=== KUTIPAN TEKS ===
---------------
IHSG Menguat di Sesi Pertama, Tapi Belum Mampu Tembus 7.300

Jakarta, CNBC Indonesia - Indeks Harga Saham Gabungan (IHSG) berakhir menguat pada penutupan perdagangan sesi I Selasa (6/9/2022). Penguatan ini terjadi di tengah pro dan kontra terkait keputusan pemerintah menaikkan harga BBM bersubsidi.
IHSG dibuka menguat 0,43% di posisi 7.262,64 dan ditutup di zona hijau dengan apresiasi 0,11% atau 8,23 poin ke 7.240,12 pada penutupan perdagangan sesi pertama pukul 11:30 WIB. Nilai perdagangan tercatat naik ke Rp 9,11 triliun dengan melibatkan lebih dari 14 miliar saham.
Menurut data PT Bursa Efek Indonesia (BEI), Sejak perdagangan dibuka IHSG sudah berada di zona hijau. Selang 5 kemudian IHSG terpantau melanjutkan penguatan 0,63% ke 7.276,35. Pukul 10:35 WIB IHSG memangkas penguatan 0,18 % ke 7.245,04 tetapi masih konsisten menghijau hingga penutupan perdagangan sesi pertama.
Level tertinggi berada di 7.287,7 sekitar pukul 09:20 WIB sementara level terendah berada di 7.236,1 menjelang penutupan perdagangan. Mayoritas saham siang ini melemah yakni sebanyak 269 unit, sedangkan 248 unit lainnya menguat, dan 175 sisanya stagnan.
Saham PT Bumi Resources Tbk (BUMI) menjadi saham yang paling besar nilai transaksinya hari ini, yakni mencapai Rp 1,2 triliun. Sedangkan saham PT Bank Rakyat Indonesia (Persero) Tbk menyusul di posisi kedua dengan nilai transaksi mencapai Rp 603,2 miliar dan saham PT Perusahaan Gas Negara Tbk (PGAS) di posisi ketiga sebesar Rp 340,9 miliar.
---------------
=== DATA TERSEDIA ===
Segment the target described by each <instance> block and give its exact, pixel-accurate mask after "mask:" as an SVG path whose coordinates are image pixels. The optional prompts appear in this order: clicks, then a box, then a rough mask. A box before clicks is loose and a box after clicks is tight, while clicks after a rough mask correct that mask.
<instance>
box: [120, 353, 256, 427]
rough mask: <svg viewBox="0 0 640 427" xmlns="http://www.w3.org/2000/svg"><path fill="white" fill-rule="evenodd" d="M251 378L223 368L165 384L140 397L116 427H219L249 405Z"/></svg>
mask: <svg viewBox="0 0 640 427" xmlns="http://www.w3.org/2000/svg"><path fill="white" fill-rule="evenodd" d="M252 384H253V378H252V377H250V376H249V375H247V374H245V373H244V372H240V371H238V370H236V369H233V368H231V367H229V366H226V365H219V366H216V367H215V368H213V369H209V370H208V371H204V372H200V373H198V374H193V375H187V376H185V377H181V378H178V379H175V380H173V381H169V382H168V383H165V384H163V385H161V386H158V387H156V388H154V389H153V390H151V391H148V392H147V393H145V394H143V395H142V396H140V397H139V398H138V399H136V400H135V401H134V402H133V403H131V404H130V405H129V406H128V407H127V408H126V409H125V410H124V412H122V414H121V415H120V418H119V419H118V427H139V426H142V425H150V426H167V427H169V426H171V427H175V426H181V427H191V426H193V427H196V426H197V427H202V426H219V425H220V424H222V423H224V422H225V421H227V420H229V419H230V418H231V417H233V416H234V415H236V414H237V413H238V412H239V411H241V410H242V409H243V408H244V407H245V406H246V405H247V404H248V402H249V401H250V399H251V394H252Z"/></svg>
---------------
=== TUGAS LATIHAN ===
**A)** Tentukan apakah setiap pernyataan berikut sesuai dengan berita tentang IHSG di atas: (i) IHSG dibuka menguat 0,43%; (ii) mayoritas saham menguat pada siang hari; (iii) saham BUMI mencatat nilai transaksi terbesar. Jawab ya atau tidak untuk masing-masing, disertai kutipan persis dari berita yang menjadi dasarnya.
**B)** Menurut berita tentang IHSG di atas, di level berapa dan sekitar pukul berapa IHSG mencapai titik tertingginya pada sesi pertama?

=== HASIL LATIHAN ===
**A)**
(i) Ya. "IHSG dibuka menguat 0,43% di posisi 7.262,64"
(ii) Tidak. "Mayoritas saham siang ini melemah yakni sebanyak 269 unit"
(iii) Ya. "Saham PT Bumi Resources Tbk (BUMI) menjadi saham yang paling besar nilai transaksinya hari ini"

**B)** Di level 7.287,7, sekitar pukul 09:20 WIB.